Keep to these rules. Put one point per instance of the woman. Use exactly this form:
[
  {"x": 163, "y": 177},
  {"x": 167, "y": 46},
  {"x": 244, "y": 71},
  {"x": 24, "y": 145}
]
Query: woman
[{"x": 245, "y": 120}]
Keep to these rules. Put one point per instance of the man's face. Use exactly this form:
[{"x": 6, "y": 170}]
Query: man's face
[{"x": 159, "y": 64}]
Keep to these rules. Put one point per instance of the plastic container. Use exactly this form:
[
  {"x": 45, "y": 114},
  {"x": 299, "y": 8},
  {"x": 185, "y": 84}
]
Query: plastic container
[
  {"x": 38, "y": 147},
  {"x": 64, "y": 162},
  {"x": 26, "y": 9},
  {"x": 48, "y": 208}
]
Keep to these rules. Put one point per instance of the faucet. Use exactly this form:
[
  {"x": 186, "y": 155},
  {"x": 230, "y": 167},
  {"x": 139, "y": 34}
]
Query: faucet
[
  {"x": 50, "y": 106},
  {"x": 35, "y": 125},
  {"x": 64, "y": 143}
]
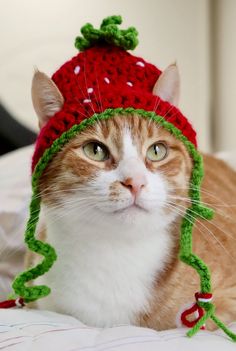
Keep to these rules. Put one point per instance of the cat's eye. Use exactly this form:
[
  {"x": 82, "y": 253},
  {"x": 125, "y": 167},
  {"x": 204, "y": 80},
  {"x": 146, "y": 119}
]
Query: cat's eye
[
  {"x": 157, "y": 152},
  {"x": 96, "y": 151}
]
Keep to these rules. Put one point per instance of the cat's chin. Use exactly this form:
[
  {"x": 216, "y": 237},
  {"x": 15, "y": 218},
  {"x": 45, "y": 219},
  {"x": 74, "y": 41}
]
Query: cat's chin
[{"x": 130, "y": 214}]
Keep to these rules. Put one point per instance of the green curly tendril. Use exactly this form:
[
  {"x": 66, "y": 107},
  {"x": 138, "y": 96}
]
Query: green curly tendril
[{"x": 108, "y": 33}]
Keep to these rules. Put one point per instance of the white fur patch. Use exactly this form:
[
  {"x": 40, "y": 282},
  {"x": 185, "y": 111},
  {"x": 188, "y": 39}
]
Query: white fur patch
[{"x": 108, "y": 260}]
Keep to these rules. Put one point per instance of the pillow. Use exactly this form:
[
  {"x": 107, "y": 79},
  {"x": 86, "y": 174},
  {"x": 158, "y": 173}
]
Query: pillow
[{"x": 38, "y": 330}]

****************************************

* About this exercise:
Write out every line of the entries above exactly, and omit their pictures.

* Solution to the exercise:
Keep to these rules. Put one point per instance of the woman. Use exactly this form:
[
  {"x": 163, "y": 177},
  {"x": 167, "y": 46},
  {"x": 244, "y": 71},
  {"x": 24, "y": 145}
]
Query: woman
[{"x": 245, "y": 120}]
Keep to these rules. Put one point per instance of the man's face. Use exactly this form:
[{"x": 6, "y": 170}]
Query: man's face
[{"x": 159, "y": 64}]
Keep to these rules. Put one point per instance of the plastic container. Use exactly this form:
[
  {"x": 45, "y": 114},
  {"x": 299, "y": 8},
  {"x": 185, "y": 84}
]
Query: plastic container
[
  {"x": 38, "y": 147},
  {"x": 64, "y": 162},
  {"x": 26, "y": 9},
  {"x": 48, "y": 208}
]
Keep to these rules. Put one point per instance of the faucet. Use exactly this form:
[
  {"x": 186, "y": 155},
  {"x": 230, "y": 167},
  {"x": 139, "y": 34}
]
Query: faucet
[
  {"x": 50, "y": 106},
  {"x": 35, "y": 125},
  {"x": 64, "y": 143}
]
Keep to these rules. Put one point per instance of the cat's eye. Use exactly this form:
[
  {"x": 82, "y": 253},
  {"x": 125, "y": 167},
  {"x": 204, "y": 80},
  {"x": 146, "y": 119}
]
Query: cat's eye
[
  {"x": 157, "y": 152},
  {"x": 96, "y": 151}
]
Keep to these rules. Put one point per instance of the cat's chin. Use exactly this form:
[
  {"x": 216, "y": 237},
  {"x": 15, "y": 218},
  {"x": 45, "y": 219},
  {"x": 74, "y": 41}
]
Query: cat's chin
[{"x": 130, "y": 214}]
Keep to these rules. Put one point per instance of the green curly tendril. Use exactly this form:
[
  {"x": 66, "y": 107},
  {"x": 138, "y": 96}
]
Query: green curly tendril
[{"x": 108, "y": 33}]
Keep to these rules. Put one point per instance of the white fur patch. Use exactly this form:
[
  {"x": 40, "y": 282},
  {"x": 185, "y": 111},
  {"x": 188, "y": 39}
]
Query: white fur patch
[{"x": 108, "y": 260}]
Keep to these rules. Put one point per instance of the pillow. Use exactly this form:
[
  {"x": 107, "y": 79},
  {"x": 86, "y": 174},
  {"x": 158, "y": 173}
]
Query: pillow
[{"x": 38, "y": 330}]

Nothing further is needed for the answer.